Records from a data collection
════
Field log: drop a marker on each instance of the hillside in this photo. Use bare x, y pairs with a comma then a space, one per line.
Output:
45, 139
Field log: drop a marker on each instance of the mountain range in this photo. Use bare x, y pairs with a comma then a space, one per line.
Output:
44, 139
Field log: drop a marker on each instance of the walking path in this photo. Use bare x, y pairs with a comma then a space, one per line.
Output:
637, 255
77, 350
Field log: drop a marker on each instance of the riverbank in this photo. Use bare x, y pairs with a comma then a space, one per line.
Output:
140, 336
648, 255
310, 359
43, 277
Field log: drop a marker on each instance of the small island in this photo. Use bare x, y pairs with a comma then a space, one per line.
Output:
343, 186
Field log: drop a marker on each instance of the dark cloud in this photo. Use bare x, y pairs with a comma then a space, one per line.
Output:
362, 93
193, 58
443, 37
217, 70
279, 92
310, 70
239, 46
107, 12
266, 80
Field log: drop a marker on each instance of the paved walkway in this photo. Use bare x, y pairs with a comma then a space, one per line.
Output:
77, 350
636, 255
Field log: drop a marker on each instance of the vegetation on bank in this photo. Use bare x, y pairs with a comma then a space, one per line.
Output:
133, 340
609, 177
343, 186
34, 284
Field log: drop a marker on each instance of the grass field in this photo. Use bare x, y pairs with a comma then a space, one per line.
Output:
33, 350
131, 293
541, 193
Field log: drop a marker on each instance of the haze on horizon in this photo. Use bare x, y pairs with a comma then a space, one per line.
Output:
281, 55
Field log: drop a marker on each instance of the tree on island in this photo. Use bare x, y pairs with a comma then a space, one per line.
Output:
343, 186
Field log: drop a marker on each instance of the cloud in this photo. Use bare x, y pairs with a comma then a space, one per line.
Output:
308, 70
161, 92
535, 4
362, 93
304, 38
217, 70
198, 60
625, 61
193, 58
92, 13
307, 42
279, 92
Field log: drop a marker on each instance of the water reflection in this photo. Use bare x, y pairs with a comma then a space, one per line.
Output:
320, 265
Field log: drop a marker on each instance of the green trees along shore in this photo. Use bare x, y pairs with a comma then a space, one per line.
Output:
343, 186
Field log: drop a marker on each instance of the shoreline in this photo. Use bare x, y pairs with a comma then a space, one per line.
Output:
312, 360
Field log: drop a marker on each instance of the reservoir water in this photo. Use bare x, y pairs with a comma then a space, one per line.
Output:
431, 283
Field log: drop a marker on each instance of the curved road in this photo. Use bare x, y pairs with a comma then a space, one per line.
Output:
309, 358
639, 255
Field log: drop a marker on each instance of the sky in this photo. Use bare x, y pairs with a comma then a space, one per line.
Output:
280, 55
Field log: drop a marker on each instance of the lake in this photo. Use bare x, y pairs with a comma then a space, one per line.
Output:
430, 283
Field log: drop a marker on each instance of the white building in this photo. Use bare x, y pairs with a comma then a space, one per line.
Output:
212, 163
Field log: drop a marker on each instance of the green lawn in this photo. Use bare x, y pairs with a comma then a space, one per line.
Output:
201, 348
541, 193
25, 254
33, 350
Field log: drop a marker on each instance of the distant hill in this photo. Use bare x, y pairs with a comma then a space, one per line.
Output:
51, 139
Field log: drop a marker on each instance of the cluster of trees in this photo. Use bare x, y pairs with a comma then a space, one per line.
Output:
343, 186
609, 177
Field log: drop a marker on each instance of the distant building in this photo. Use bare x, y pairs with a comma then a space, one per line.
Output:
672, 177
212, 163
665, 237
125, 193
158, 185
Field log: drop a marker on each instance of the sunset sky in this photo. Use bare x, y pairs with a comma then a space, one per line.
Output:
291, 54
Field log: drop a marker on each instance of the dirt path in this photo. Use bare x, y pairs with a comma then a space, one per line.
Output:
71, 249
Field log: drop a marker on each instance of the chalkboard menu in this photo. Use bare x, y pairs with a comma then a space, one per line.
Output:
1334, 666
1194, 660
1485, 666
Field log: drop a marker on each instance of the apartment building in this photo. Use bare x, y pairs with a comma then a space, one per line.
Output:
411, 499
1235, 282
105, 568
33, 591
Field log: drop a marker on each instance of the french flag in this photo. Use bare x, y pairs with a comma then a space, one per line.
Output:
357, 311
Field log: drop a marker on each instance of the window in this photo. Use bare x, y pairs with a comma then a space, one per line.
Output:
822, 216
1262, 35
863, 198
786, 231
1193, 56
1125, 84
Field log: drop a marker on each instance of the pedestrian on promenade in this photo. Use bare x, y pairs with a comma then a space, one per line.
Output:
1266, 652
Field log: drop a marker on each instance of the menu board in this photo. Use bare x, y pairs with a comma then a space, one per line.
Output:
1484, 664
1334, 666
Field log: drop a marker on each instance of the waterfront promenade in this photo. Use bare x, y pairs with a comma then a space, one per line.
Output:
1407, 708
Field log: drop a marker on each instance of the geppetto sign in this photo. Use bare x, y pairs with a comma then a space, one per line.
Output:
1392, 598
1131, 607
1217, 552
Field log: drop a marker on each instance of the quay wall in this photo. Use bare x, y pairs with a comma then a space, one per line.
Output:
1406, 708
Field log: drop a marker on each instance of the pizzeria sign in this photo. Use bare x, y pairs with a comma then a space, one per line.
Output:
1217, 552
════
Requirements: Return every line of the material above verbatim, with no changes.

Written answer:
Field log: drop a marker on each instance of the hillside in this photo. Use bare x, y pairs with a comma then a space, one per line.
Output:
45, 139
Field log: drop a marker on each instance of the mountain range in this photo. Use bare x, y pairs with a comma then a space, one per line.
Output:
44, 139
Field log: drop a marker on each instance of the walking path in this photo. Use bare x, y pairs with a comma then a space, one per line.
Output:
637, 255
77, 350
Field log: drop a marker on each instance of the riverbank in this photo. Use bare x, y pairs with a comma then a space, one per line.
Output:
140, 336
648, 255
310, 359
43, 277
Field log: drop a marker on each instance of the small island in this photo. Use bare x, y pairs with a comma then a space, one per line.
Output:
343, 186
Field log: drop a marker on each instance of the dark cloud in this photo. Use bare x, y pairs with a comma then a space, one per line.
Output:
362, 93
193, 58
443, 37
217, 70
279, 92
310, 70
239, 46
107, 12
266, 80
Field log: drop a marker on each instance of the paved walkway in this photo. Use bare x, y pairs with a comma then a space, one per line.
Output:
77, 350
636, 255
Field log: drop a marker on each instance of the vegetation on bank in this photo. Use bare x, y pairs with a comma then a space, one per line.
Output:
133, 340
609, 177
343, 186
34, 284
Field log: drop a marker on each instance of the grass field in this photo. Use bare x, y pairs with a comma then a space, one per line.
Output:
33, 350
131, 293
541, 193
Field log: drop a marker on each instance of the haze on horizon in this photo. Use bare x, y pairs with a comma then a space, one per line.
Output:
281, 55
Field log: drop a marker on each instance of the tree on island in this photo. Use bare x, y pairs with a comma then a space, one per line.
Output:
343, 186
Field log: drop a marker on each instance of the cloud in this photo. Use bare x, y pairs with a comma then a space, one per line.
Output:
308, 70
161, 92
535, 4
362, 93
304, 38
217, 70
198, 60
625, 61
193, 58
92, 13
307, 42
279, 92
Field log: drop a marker on each instance of the water reflection in this photo. Use bare x, y pairs with a comma then a space, one per line.
Output:
320, 265
Field log: drop a marker on each instance of the green trees along shore in this photo. Use bare x, y pairs with a comma then a space, one per line.
Output:
343, 186
Field log: drop a marker on each instance of the shoreline in this photo. Use bare x, y pairs with a comma then a space, one per line.
Output:
312, 360
Field log: drop a marker on each instance of the reservoir water in this photo. Use bare x, y pairs with a comma then a space, one per line.
Output:
431, 283
Field log: drop a marker on each instance of the curved road in this photo. Use bare x, y pairs with a comma then a space, one per line.
Output:
309, 358
639, 255
Field log: drop a marker on each instance of the sky in this photo. Use bare x, y pairs with a comma then a space, one per line.
Output:
280, 55
Field log: drop a marker on each instance of the lake in this photo. Use bare x, y pairs with a comma then a space, one per line.
Output:
430, 283
Field log: drop a marker on each instance of the white building in this photo. Use bare x, y pairs with a comma then a space, one per line.
Output:
212, 163
Field log: drop a marker on each instance of the green lawn in this photo. Use bare x, y pairs with a comma then a space, one per line.
Output:
201, 348
541, 193
25, 254
33, 350
Field log: drop a marker on each instance of the distant hill in this photo. Use bare x, y pairs with a comma then a space, one per line.
Output:
51, 139
Field log: drop a marker on each instance of the cluster of trees in this photo. Use bare x, y pairs with a comma then a space, one per line.
Output:
343, 186
609, 177
Field log: drop a marker on each instance of the distant building in this photo. Use bare x, y pairs with a comma then a space, one per line.
Output:
672, 177
212, 163
665, 237
125, 193
158, 185
Field log: drop a marker on each instance of the sunset sky in this photo. Use bare x, y pairs with a comma then a space, one per line.
Output:
291, 54
Field log: drop a marker on each instance of the dirt path in this photo. Use bare x, y pairs with a comma then a space, one per line.
Output:
71, 249
Field log: drop a marker on each instance of the chalkboard menu in this photo. Use bare x, y pairs with a comma then a space, one per line.
Output:
1334, 666
1194, 660
1485, 666
Field log: drop a marker on each instance of the apartment building in this photo. Use bare x, y pairs with a comma then a space, one per line.
Output:
411, 499
1235, 282
105, 568
33, 591
Field log: drop a marker on each instance of the french flag in this photo. Use bare x, y pairs with a comma then a space, one per line.
Output:
357, 311
Field log: drop a marker on each instance of the window in this photo. Use bare x, y pairs with a comma then a space, one per line.
Output:
822, 216
1262, 35
863, 198
786, 231
1193, 56
1125, 84
Field log: drop a marker on each instance of the pedestrian on promenade in this photo. Use bare x, y pairs with a comma then a space, one per line.
Output:
1266, 652
Field log: drop a marker on each instance of the menu board in this photo. Use bare x, y pairs with a comma then a space, one per line.
Output:
1484, 664
1334, 666
Field log: drop a marker on each instance of the waterfront promenade in this photo. Use bare x, y pairs with a comma then a space, one per line.
Output:
1407, 708
Field log: drop a marker on each instance of the geppetto sign in this photo. Use bare x, y pairs with a comma then a space, one per line.
Output:
1392, 598
1131, 607
1217, 552
Field log: drop a marker on each instance of the quay wall in this photo. Use bare x, y pairs with a comma then a space, one per line.
Output:
1406, 708
Field log: drop a marker on each instance of the pizzeria sign in this photo. Use bare x, y pairs with a comma then a space, one per line.
Output:
1217, 552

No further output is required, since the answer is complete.